*Passage provided*.
>>>>>

Cathedral town in Nottinghamshire, England

Southwell (/ˈsaʊθwəl, -wɛl/ SOWTH-wəl-,_--wel, /ˈsʌðəl/ SUDH-əl) is a minster and market town, and a civil parish, in the district of Newark and Sherwood, in Nottinghamshire, England. It is home to Southwell Minster, a grade-I listed structure and the cathedral of the Anglican Diocese of Southwell and Nottingham. The population of the town was recorded at 7,491 in the 2021 census.

==History==
=== Toponymy ===
The origin of the name is unclear. Several sites claim to be the original "well", notably at GR where a plaque has been placed; in the Admiral Rodney pub; on the south side of the Minster, known as Lady Well in the 19th century; and one by the cloisters called Holy Well. Norwell, 8 mi north-east, may support the idea of a pair of "south" and "north" wells, although no wells are known to exist. There was a complex relationship with the two; Norwell being owned by and contributing to the Prebends of Southwell, the place name possibly given to help distinguish this.

In most of Nottinghamshire, Southwell is pronounced "SUH-thull", with a voiced "th" and a silent "w". Southwell's own residents tend to pronounce it as it is spelt.

===Early history===
The remains of an opulent Roman villa were excavated beneath the Minster and its churchyard in 1959. Part of a mural from the excavation is displayed in the Minster. It is one of three of its type found in the territories of the Corieltauvi (or Coritani) tribes – along with Scampton in Lincolnshire and Norfolk Street in Leicestershire. A stretch of the Fosse Way runs on the far bank of the River Trent, with evidence of Roman settlement at Ad Pontem ("to the bridge" or "at the bridge"), north-west of the village of East Stoke. There is no clear evidence of a road between Ad Pontem and Southwell. Other evidence of Roman settlement includes the use of Roman bricks in prebendary buildings around the Minster, remains of a ditch or fosse discovered at Burgage Hill in the 19th century, and possibly Roman remains beneath the Church Street site of the recently vacated Minster School.

The Venerable Bede records a multiple baptism in the "flood of the Trent" near "Tiovulginacester" by Paulinus in the presence of Edwin of Northumbria, whom he had converted to Christianity in 627. There is disagreement on the location of Tiovulginacester, but Paulinus certainly visited it and may have founded the first church in Southwell.

<<<<<

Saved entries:

>>>>>

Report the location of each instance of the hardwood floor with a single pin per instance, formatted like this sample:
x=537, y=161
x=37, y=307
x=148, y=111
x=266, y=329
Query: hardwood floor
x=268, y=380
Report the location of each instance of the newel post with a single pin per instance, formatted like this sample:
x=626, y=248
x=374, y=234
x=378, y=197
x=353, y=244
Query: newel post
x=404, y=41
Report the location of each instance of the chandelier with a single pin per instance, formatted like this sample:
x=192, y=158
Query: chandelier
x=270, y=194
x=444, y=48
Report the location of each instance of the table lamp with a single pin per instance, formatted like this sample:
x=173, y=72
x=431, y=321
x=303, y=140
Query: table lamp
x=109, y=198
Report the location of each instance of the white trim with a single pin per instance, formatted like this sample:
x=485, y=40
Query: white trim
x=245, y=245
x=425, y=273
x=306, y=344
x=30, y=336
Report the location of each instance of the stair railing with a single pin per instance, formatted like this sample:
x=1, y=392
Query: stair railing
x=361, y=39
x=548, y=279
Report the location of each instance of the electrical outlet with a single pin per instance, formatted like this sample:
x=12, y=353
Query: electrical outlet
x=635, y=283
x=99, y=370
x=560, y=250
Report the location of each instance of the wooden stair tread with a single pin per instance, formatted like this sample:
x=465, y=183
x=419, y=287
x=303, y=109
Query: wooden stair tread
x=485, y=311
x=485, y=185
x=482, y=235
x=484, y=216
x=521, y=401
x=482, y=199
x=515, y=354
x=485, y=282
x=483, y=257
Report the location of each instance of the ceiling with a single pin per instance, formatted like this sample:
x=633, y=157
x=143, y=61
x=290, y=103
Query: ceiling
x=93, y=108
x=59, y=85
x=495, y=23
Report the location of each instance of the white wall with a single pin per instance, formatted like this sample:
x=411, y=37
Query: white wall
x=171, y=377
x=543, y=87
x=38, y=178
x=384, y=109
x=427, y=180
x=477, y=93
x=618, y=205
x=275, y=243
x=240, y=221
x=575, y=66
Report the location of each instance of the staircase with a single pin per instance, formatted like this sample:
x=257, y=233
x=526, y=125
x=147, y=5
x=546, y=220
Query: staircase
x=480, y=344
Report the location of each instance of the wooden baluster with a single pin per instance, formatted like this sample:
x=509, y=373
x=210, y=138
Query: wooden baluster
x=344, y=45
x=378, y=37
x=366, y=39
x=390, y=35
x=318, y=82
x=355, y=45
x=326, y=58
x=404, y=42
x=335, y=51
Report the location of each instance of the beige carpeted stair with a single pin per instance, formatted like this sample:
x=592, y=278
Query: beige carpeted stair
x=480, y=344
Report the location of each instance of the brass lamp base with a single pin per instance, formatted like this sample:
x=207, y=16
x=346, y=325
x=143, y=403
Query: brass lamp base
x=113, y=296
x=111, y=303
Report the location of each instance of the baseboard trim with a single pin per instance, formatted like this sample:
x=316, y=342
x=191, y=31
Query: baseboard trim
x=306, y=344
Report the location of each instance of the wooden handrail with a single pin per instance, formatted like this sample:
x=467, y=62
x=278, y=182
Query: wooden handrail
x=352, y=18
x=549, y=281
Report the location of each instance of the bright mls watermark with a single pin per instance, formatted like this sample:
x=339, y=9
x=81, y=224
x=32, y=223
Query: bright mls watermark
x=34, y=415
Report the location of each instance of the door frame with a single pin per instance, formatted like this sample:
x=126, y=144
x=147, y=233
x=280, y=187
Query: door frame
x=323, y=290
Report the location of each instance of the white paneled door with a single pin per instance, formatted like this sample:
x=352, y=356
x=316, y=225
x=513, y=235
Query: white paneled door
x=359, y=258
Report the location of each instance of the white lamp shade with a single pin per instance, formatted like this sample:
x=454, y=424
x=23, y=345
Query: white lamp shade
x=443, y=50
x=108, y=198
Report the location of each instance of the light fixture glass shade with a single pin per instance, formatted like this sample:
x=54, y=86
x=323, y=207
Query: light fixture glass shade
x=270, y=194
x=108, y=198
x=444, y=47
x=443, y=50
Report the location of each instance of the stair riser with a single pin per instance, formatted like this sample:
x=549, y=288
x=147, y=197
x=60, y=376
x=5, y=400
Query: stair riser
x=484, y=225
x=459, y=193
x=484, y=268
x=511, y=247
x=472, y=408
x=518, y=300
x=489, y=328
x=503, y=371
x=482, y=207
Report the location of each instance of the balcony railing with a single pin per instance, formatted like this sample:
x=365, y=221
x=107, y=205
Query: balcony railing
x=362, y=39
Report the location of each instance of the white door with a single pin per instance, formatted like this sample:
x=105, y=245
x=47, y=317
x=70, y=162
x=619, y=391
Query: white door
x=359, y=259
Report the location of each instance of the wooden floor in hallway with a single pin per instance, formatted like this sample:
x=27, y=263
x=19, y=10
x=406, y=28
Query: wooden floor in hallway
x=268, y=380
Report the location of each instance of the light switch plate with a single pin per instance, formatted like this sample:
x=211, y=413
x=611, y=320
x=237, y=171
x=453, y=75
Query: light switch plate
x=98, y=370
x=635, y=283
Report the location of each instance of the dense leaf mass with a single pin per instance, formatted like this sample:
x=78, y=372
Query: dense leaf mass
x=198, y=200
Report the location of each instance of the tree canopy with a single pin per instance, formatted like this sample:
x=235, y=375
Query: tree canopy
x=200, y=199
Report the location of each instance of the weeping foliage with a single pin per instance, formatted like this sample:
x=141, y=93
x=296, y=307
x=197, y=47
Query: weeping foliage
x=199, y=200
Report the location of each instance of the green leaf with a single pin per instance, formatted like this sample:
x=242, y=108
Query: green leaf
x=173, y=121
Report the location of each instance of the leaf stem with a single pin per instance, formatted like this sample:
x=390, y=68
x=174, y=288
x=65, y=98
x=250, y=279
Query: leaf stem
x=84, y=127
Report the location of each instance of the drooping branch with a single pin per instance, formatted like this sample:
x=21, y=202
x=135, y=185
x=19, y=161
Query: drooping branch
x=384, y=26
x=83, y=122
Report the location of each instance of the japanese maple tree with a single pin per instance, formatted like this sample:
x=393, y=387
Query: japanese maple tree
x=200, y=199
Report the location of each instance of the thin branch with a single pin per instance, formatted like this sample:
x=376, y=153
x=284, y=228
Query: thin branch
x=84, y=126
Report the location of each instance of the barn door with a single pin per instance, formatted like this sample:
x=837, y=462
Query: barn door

<<<<<

*Required work*.
1 - Decide whether each statement agrees with the passage on Southwell, answering yes or no and quoting the words from the passage that settle it.
(a) Southwell's population was recorded as 7,491 in the 2021 census.
(b) The remains of the Roman villa beneath the Minster were excavated in 1969.
(c) Southwell's own residents usually pronounce the town's name with a silent "w".
2 - Answer these questions from the passage on Southwell.
(a) In which district is Southwell located?
(b) What was the well on the south side of the Minster called in the 19th century?
(c) Which two other sites are named as having villas of the same type in the Corieltauvi territories?

*Results for each task*.
1 -
(a) Yes: "The population of the town was recorded at 7,491 in the 2021 census."
(b) No: "The remains of an opulent Roman villa were excavated beneath the Minster and its churchyard in 1959."
(c) No: "Southwell's own residents tend to pronounce it as it is spelt."

2 -
(a) Newark and Sherwood
(b) Lady Well
(c) Scampton in Lincolnshire and Norfolk Street in Leicestershire